_What needs to be done_
Return these lines verbatim, every one of the records included.

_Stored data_

>> start

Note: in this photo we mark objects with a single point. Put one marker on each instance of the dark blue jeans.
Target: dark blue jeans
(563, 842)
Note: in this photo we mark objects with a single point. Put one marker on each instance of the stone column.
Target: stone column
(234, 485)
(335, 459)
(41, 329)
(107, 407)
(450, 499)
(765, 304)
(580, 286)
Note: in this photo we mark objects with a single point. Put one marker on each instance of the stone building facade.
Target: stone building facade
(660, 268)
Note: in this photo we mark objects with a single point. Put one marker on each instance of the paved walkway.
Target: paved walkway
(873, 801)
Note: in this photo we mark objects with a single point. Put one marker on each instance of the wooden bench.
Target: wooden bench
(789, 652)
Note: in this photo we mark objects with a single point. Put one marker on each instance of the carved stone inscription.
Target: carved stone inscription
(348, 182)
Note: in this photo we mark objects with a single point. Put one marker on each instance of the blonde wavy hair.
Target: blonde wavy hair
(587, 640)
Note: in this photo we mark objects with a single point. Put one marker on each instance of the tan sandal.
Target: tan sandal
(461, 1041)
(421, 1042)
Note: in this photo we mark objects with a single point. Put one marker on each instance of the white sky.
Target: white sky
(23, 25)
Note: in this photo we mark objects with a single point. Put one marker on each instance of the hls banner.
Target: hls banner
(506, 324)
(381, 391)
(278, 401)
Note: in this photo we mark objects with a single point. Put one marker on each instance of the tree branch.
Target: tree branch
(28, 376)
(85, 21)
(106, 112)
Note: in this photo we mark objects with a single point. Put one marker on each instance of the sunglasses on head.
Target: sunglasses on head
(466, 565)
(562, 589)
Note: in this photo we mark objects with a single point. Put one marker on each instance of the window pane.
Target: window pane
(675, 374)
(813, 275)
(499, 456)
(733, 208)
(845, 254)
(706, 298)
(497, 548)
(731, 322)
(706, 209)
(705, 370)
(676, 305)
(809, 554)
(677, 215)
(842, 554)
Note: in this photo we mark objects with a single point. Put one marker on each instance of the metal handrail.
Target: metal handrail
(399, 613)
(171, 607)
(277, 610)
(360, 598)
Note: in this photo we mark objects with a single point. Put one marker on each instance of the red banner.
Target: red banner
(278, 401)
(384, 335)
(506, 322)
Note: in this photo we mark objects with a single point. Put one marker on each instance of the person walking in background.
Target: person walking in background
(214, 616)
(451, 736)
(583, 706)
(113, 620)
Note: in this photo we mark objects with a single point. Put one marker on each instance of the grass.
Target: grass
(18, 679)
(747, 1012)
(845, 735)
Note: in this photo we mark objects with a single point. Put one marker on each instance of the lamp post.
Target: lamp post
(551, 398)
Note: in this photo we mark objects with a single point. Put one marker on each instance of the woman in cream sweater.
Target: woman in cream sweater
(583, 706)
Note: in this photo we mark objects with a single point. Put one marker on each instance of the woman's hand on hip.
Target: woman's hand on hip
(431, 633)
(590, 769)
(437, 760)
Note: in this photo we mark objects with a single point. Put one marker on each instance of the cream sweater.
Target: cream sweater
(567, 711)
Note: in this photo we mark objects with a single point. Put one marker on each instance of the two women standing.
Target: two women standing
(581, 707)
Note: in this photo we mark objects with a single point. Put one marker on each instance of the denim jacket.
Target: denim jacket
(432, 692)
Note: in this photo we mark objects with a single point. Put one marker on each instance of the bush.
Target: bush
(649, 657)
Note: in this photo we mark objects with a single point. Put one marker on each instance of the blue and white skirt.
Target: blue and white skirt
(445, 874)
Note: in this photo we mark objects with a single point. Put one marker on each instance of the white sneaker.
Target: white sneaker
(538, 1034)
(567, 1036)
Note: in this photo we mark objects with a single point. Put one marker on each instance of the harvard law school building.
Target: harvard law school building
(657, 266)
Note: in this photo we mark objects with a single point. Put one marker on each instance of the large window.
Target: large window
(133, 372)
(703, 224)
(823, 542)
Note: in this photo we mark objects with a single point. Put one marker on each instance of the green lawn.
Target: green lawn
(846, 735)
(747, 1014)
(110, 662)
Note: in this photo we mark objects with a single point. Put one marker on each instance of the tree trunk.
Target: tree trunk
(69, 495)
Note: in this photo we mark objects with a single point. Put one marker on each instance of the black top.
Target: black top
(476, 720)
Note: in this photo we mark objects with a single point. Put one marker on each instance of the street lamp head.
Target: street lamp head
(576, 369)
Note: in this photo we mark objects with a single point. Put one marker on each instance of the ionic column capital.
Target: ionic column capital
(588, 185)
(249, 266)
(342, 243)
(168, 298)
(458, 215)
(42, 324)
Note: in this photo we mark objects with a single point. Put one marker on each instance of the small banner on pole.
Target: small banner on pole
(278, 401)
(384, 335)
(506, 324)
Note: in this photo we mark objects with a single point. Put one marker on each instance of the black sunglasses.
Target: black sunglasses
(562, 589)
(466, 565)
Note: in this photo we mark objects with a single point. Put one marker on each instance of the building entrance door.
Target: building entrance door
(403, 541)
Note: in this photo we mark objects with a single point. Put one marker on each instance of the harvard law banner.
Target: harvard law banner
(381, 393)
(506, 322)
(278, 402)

>> end

_Written solution_
Note: in this photo we mark objects with a single point. Put one marker on each instance of the dark blue jeans.
Target: dark blue jeans
(563, 842)
Note: in this photo we mark objects with a single point. Put one marker on each instance of the stone column.
Target: stone column
(234, 485)
(335, 459)
(41, 329)
(107, 407)
(450, 499)
(765, 304)
(580, 286)
Note: in this photo we mark objects with a single point. Put one marker on each instance of the stone building facade.
Target: stone building facade
(660, 268)
Note: in this photo we mark objects with a single point. Put one marker on each instance of the paved walkway.
Target: paved walkway
(873, 801)
Note: in this photo we mark objects with a single point. Put one marker on each instance of the wooden bench.
Target: wooden bench
(789, 652)
Note: in this photo we mark objects with a single point. Put one marker on each instance of the carved stone inscription.
Target: carved stone inscription
(348, 182)
Note: in this photo we mark objects with a single point. Put one marker on each instance of the blonde wavy hair.
Target: blonde wavy hair
(587, 640)
Note: in this photo we mark objects with a single point. Put one marker on each instance of the tan sandal.
Target: tan sandal
(461, 1041)
(421, 1042)
Note: in this photo we mark objects with a single point. Put one marker on each instance of the white sky.
Target: white sky
(23, 25)
Note: in this photo we mark objects with a single point. Put one marker on each instance of the hls banner.
Target: hls banner
(506, 324)
(381, 391)
(278, 401)
Note: in this photo we mark objects with a single point. Put one marker on each instance of the tree branch.
Target: tree branch
(28, 376)
(85, 21)
(106, 112)
Note: in this photo we mark objects with a single point. Put one marker on each instance of the sunglasses on head.
Target: sunglasses on head
(466, 565)
(562, 589)
Note: in this photo we mark objects with a single point. Put one marker on each instance of the window pane.
Target: window pane
(675, 374)
(813, 275)
(499, 456)
(733, 208)
(845, 254)
(706, 298)
(497, 548)
(731, 322)
(706, 209)
(705, 370)
(676, 305)
(809, 554)
(677, 215)
(842, 554)
Note: in this photo we mark objects with a single point. Put one marker on each instance of the metal handrail.
Target: metal handrail
(399, 613)
(171, 607)
(277, 610)
(360, 598)
Note: in this photo we mark objects with a single point. Put one marker on each instance of the red banner.
Target: red banner
(278, 401)
(384, 335)
(506, 322)
Note: in this photo we mark objects with a single point. Put one marker on each instance of the person walking in background.
Target: person walking in background
(214, 616)
(451, 736)
(583, 706)
(113, 620)
Note: in this photo we mark objects with a single point. Put one marker on each instance of the grass.
Target: grass
(18, 679)
(747, 1012)
(845, 735)
Note: in this photo we mark objects with a single point. Put one marker on each instance of the lamp post.
Target: lamp post
(551, 398)
Note: in this photo we mark objects with a single point. Put one marker on each instance of the woman in cream sweater.
Target: woman in cream sweater
(583, 706)
Note: in this photo we mark objects with a single point. Put one marker on each instance of the woman's hand on hip.
Target: woman's hand on hip
(431, 633)
(590, 769)
(437, 760)
Note: in this photo we mark objects with a single point. Put one marker on each instance of the cream sweater.
Target: cream sweater
(567, 711)
Note: in this photo we mark objects with a single point. Put one marker on each instance of the two women standing.
Target: two women standing
(581, 707)
Note: in this photo we mark objects with a single point. Put one marker on each instance of the denim jacket.
Target: denim jacket
(432, 692)
Note: in this photo we mark objects with a single point. Put one marker on each instance of the bush.
Target: bush
(649, 657)
Note: in this photo we mark objects with a single point. Put one marker on each instance of the blue and white skirt.
Target: blue and white skirt
(445, 874)
Note: in this photo we mark objects with a single point. Put one marker on each instance of the white sneaker.
Target: white sneaker
(538, 1034)
(567, 1036)
Note: in this photo we mark objects with a single point. Put one marker on each instance of the harvard law school building.
Target: harvard law school building
(657, 266)
Note: in this photo we mark objects with a single point. Put one marker on each instance of the large window.
Target: large window
(133, 372)
(703, 224)
(823, 542)
Note: in this photo we mark objects with a single point. Put one marker on each instance of the green lawn.
Target: green lawn
(846, 735)
(747, 1014)
(110, 662)
Note: in this photo we mark objects with a single point. Put one marker on each instance of the tree trunk.
Target: tree trunk
(69, 495)
Note: in this photo we mark objects with a single point. Put one marker on each instance of the black top.
Target: black top
(476, 720)
Note: in this photo we mark objects with a single point. Put one marker on each instance of the street lamp head.
Target: street lamp head
(576, 369)
Note: in this photo we mark objects with a single point. Put one marker on each instance of the ionic column capital.
Target: ionic column capital
(588, 185)
(249, 266)
(342, 243)
(168, 298)
(458, 215)
(42, 324)
Note: in this photo we mark objects with a single point. Put one marker on each instance of the small banner on pole.
Target: small banner on pole
(278, 401)
(384, 335)
(506, 324)
Note: in this photo we mark objects with a single point. Put one marker on each instance of the black sunglasses.
Target: black sunglasses
(562, 589)
(466, 565)
Note: in this photo we mark objects with a single point. Put one marker on each instance of the building entrance door.
Target: building entrance door
(403, 541)
Note: in this photo we mark objects with a single point. Put one marker on each instance of the harvard law banner.
Target: harvard law banner
(381, 393)
(506, 322)
(278, 402)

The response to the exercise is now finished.